═════ Exercise materials
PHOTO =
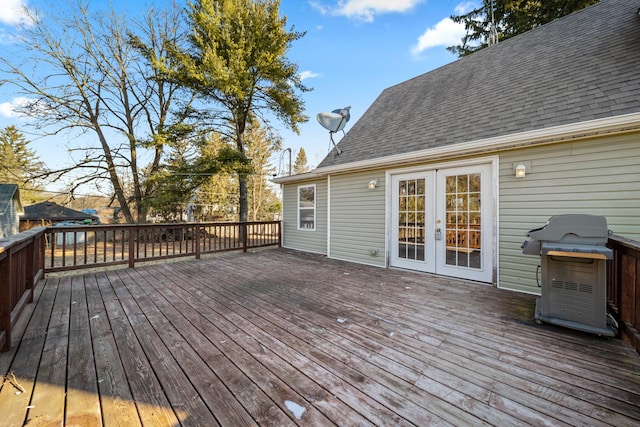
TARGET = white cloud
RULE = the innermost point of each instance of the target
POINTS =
(308, 75)
(14, 12)
(444, 33)
(366, 10)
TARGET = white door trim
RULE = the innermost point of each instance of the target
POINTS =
(490, 217)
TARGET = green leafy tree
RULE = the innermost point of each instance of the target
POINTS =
(260, 147)
(236, 63)
(300, 165)
(507, 18)
(187, 168)
(19, 164)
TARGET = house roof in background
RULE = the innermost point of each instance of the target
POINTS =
(582, 67)
(50, 211)
(9, 192)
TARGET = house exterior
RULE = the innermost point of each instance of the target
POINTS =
(10, 210)
(50, 213)
(426, 180)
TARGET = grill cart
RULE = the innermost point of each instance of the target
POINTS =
(573, 284)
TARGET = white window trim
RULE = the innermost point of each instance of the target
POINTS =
(315, 206)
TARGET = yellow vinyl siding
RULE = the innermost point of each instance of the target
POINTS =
(358, 218)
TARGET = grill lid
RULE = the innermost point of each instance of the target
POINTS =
(573, 228)
(576, 251)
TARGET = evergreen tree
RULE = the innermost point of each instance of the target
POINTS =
(507, 18)
(236, 63)
(300, 165)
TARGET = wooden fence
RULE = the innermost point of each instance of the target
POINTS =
══════════
# Given exercise:
Scale the material above by reproducing every line in full, with each point coordinate multiplied by 2 and rounded to a whole number, halves rounded up. Omit the pictures from your answer.

# Solution to this exercise:
PHOTO =
TARGET = white cloud
RULE = the innermost point of each instance of the target
POINTS =
(616, 150)
(28, 24)
(888, 66)
(732, 20)
TARGET = white door trim
RULE = the innermost point of each instance of the target
POINTS =
(980, 434)
TARGET = green leafy tree
RULE = the innermost point of each instance of the target
POINTS =
(520, 294)
(472, 126)
(600, 330)
(1014, 36)
(374, 336)
(38, 328)
TARGET = house roof in background
RULE = the innermost point of each instance of the target
POINTS =
(1164, 134)
(100, 422)
(18, 384)
TARGET = house exterior
RULE = the innermost point of each instance of the target
POINTS =
(20, 420)
(100, 426)
(852, 360)
TARGET = grill cart
RULE = the innermost point of each instance of the target
POINTS =
(1146, 568)
TARGET = white window trim
RULE = the innermost point of each instance of the target
POINTS =
(630, 412)
TARGET = yellow vinyl siding
RULE = the innermost point of each instance of the target
POINTS =
(716, 436)
TARGET = grill lid
RULE = the innermost point of each instance of the target
POINTS =
(1146, 456)
(1152, 502)
TARGET = evergreen tree
RULE = the innermost point of each instance of the target
POINTS =
(1014, 36)
(472, 126)
(600, 330)
TARGET = wooden fence
RULE = the innermost point of each instance of the target
POINTS =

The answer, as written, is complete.